**Brano del documento:**
╔══

Certo, ormai la guerra se la sono lasciata alle spalle dopo un lungo cammino al gelo, infagottati nei loro piumini. Sono riusciti ad uscire dall’Ucraina, dove però hanno lasciato figli, mariti, padri, fratelli. Gli uomini tra i 18 e 60 anni infatti non possono uscire dal Paese, dove devono rimanere per combattere e difendere la patria. Donne, bambini e anziani invece cercano di fuggire e raggiungere le frontiere nella speranza di mettersi in salvo. Ma il loro viaggio non finisce nei centri di accoglienza che diversi Stati confinanti, come la Polonia, hanno messo a disposizione. Anche in quel caso, ad attendere i profughi una dura realtà.

“Le persone vengono sistemate alla meglio, con un grave rischio sanitario e non parlo solo del Covid. Le brandine non sono distanziate, la gente è ammassata. Ci sono pochissimi bagni, appena 4-5 per 4mila persone. I bambini stanno per terra, con i tutti i rischi che ne conseguono, alcuni arrivano già  acciaccati, con la febbre o altro dopo aver affrontato un lungo viaggio al freddo. Negli ultimi giorni le temperature sono scese e difficilmente superano lo zero, quindi c’è la necessità di accogliere subito all’interno della struttura le persone in coda fuori”.

╚══

**Materiale fornito:**

╔══

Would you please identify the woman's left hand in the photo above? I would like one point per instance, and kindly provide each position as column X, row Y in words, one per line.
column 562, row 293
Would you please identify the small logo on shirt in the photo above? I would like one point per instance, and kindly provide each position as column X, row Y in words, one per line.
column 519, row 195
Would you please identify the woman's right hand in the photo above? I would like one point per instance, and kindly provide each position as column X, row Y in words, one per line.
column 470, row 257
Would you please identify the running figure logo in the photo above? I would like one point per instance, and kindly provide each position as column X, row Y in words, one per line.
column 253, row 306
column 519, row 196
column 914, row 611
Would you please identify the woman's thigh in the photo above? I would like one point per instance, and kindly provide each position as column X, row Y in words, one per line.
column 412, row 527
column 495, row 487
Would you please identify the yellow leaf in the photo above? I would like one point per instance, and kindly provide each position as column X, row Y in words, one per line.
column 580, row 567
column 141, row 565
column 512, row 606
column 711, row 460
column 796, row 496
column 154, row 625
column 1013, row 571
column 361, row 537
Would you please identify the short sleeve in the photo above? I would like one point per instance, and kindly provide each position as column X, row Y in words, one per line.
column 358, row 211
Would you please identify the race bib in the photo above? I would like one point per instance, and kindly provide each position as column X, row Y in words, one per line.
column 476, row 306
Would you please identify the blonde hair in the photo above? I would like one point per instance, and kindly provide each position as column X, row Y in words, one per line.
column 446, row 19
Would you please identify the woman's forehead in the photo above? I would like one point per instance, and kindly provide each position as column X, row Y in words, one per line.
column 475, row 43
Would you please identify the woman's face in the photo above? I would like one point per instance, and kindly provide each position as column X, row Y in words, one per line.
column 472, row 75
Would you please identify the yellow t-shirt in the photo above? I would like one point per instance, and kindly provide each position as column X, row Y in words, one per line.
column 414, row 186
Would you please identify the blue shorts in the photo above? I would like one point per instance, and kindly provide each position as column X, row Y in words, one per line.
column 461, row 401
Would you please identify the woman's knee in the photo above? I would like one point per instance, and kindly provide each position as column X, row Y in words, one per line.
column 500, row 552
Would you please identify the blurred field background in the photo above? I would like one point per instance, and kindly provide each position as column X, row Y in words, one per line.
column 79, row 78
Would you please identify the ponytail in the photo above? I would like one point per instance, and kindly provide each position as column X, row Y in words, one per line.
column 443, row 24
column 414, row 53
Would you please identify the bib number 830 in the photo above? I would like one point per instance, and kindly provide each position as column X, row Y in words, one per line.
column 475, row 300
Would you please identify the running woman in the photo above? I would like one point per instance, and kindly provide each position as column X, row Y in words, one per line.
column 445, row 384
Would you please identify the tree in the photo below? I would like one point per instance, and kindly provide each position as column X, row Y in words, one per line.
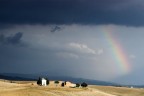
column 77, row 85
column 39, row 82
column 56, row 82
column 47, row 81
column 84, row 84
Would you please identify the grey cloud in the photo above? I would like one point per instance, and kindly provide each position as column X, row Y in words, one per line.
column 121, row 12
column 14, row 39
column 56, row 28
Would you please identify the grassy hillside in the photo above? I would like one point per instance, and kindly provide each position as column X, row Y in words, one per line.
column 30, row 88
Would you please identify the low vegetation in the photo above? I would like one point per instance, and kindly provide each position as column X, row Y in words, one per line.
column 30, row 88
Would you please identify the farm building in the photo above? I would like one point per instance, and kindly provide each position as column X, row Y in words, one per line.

╚══

**Domande di studio:**
1. Secondo il brano sui profughi ucraini, quali persone non possono uscire dall'Ucraina?
2. Scrivi il seguito del brano sui profughi ucraini, riprendendo dopo l'ultima frase.
I dati riportati qui sopra non servono.

**Elenco delle risposte:**
1. Gli uomini tra i 18 e i 60 anni, che devono rimanere per combattere e difendere la patria.

2.
Questo il racconto di  Gianni Marchegiani, un veterano dell’emergenza, responsabile della missione umanitaria Insfo – Roe, organizzata grazie alla collaborazione tra l’Istituto Nazionale di Formazione Operativa Professionisti dell’Emergenza e il R.O.E. protezione civile. Marchegiani, insieme ai colleghi, è partito venerdì mattina da Roma per raggiungere Przemysl, cittadina della Polonia al confine con l’Ucraina, per una missione finanziata dalle donazioni di aziende, privati e benefattori italiani.

E al loro arrivo – dice – “il centro di accoglienza era completamente nel caos”. Non solo per quanto riguarda le condizioni igienico sanitarie, ma anche a livello organizzativo: “Qui si limitano solamente a dare un tetto alle persone che arrivano, ma non c’è un coordinamento, non si fa alcun censimento e non si chiede loro dove vogliono andare – racconta ai microfoni di Ivg. – Stiamo cercando di mettere ordine”.

In primis sono stati allestiti oltre 100 posti letto (reti con materassi) per mamme e bambini e sono stati consegnati generi alimentari, vestiti, farmaci e beni di prima necessità per l’igiene personale. È stata poi predisposta all’interno del capannone, un ex centro commerciale, un’area dove sono stati raggruppati tutti gli ucraini che vogliono raggiungere l’Italia. “Sono circa mille persone – spiega Marchegiani – Nella zona di cui ci occupiamo noi vengono rispettati i protocolli italiani, le brandine sono separate e in ordine. Per questo nelle notti scorse ci sono stati dei momenti di tensione, ci hanno provato a saccheggiare”, e ci invia le foto del centro prima e dopo il loro arrivo.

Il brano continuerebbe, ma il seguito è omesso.